Entries taken from a collection:
..............................

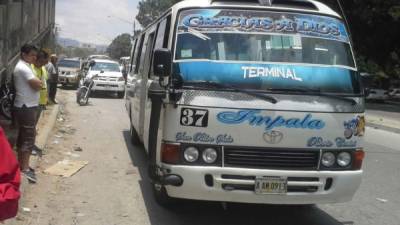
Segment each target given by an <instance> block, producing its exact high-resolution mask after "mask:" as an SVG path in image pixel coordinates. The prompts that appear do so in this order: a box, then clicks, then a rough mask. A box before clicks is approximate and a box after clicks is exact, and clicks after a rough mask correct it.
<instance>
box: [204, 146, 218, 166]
mask: <svg viewBox="0 0 400 225" xmlns="http://www.w3.org/2000/svg"><path fill="white" fill-rule="evenodd" d="M217 158H218V153H217V150H215V149H213V148H207V149H205V150H204V151H203V160H204V162H206V163H209V164H211V163H214V162H215V161H216V160H217Z"/></svg>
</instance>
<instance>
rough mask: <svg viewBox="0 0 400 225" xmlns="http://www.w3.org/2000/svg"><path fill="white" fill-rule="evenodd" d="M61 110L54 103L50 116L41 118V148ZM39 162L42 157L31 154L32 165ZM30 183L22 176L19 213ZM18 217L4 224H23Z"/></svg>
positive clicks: (52, 127) (30, 160) (38, 146)
mask: <svg viewBox="0 0 400 225" xmlns="http://www.w3.org/2000/svg"><path fill="white" fill-rule="evenodd" d="M59 112H60V106H59V105H54V106H53V107H52V108H51V112H50V115H49V116H46V117H44V116H43V117H41V118H40V119H39V122H38V124H39V123H44V126H43V127H42V129H41V130H40V132H39V134H38V135H37V136H36V146H38V147H39V148H41V149H43V150H44V149H45V147H46V142H47V140H48V138H49V137H50V133H51V130H52V129H53V128H54V125H55V124H56V121H57V116H58V113H59ZM39 162H40V158H39V157H37V156H31V159H30V164H31V166H32V167H33V168H36V167H37V165H38V164H39ZM39 182H40V181H39ZM30 185H31V184H29V182H28V181H27V179H26V178H24V177H22V176H21V186H20V192H21V198H20V200H19V212H18V214H21V213H22V210H21V208H22V207H23V206H24V205H23V204H24V202H23V201H24V196H25V195H24V193H25V190H27V189H29V188H30ZM17 217H18V215H17ZM17 217H16V218H12V219H9V220H6V221H4V225H18V224H21V221H18V219H17Z"/></svg>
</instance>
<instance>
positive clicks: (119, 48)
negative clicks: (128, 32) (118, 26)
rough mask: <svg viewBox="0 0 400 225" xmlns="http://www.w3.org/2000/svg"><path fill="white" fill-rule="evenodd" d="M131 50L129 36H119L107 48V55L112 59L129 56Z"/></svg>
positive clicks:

..............................

» Exercise
Rewrite all of the material above with "rough mask" swapped for "coarse mask" everywhere and nothing else changed. Omit the pictures from your answer.

» Solution for this exercise
Segment each target given by an <instance> block, producing its exact high-resolution mask after "mask:" as an SVG path in image pixel coordinates. The prompts that appear do so in this order: a box, then clicks, then a coarse mask. A box before clicks is approximate and a box after clicks is exact, and clicks after a coarse mask correct it.
<instance>
box: [204, 146, 218, 166]
mask: <svg viewBox="0 0 400 225" xmlns="http://www.w3.org/2000/svg"><path fill="white" fill-rule="evenodd" d="M217 158H218V153H217V150H215V149H213V148H207V149H205V150H204V151H203V160H204V162H206V163H209V164H211V163H214V162H215V161H216V160H217Z"/></svg>
</instance>
<instance>
coarse mask: <svg viewBox="0 0 400 225" xmlns="http://www.w3.org/2000/svg"><path fill="white" fill-rule="evenodd" d="M61 110L54 103L50 116L41 118V148ZM39 162L42 157L31 154L32 165ZM30 183L22 176L19 213ZM18 217L4 224H23Z"/></svg>
positive clicks: (52, 127) (30, 160) (38, 146)
mask: <svg viewBox="0 0 400 225" xmlns="http://www.w3.org/2000/svg"><path fill="white" fill-rule="evenodd" d="M59 112H60V106H59V105H54V106H53V107H52V108H51V112H50V115H49V116H46V117H44V116H43V117H41V118H40V119H39V122H38V124H39V123H44V126H43V127H42V129H41V130H40V132H39V134H38V135H37V136H36V146H38V147H39V148H41V149H43V150H44V149H45V147H46V142H47V140H48V138H49V137H50V133H51V130H52V129H53V128H54V125H55V124H56V121H57V116H58V113H59ZM39 162H40V158H39V157H37V156H31V159H30V164H31V166H32V167H33V168H36V167H37V165H38V164H39ZM39 182H40V181H39ZM30 185H31V184H29V182H28V181H27V179H26V178H24V177H22V176H21V186H20V192H21V198H20V200H19V212H18V214H21V213H22V210H21V208H22V207H23V206H24V205H23V204H24V202H23V201H24V196H25V195H24V193H25V190H27V189H29V188H30ZM17 217H18V215H17ZM17 217H16V218H12V219H9V220H6V221H4V225H18V224H21V221H18V219H17Z"/></svg>
</instance>
<instance>
positive clicks: (119, 48)
negative clicks: (128, 32) (118, 26)
coarse mask: <svg viewBox="0 0 400 225" xmlns="http://www.w3.org/2000/svg"><path fill="white" fill-rule="evenodd" d="M131 50L129 36H119L107 48V55L112 59L129 56Z"/></svg>
positive clicks:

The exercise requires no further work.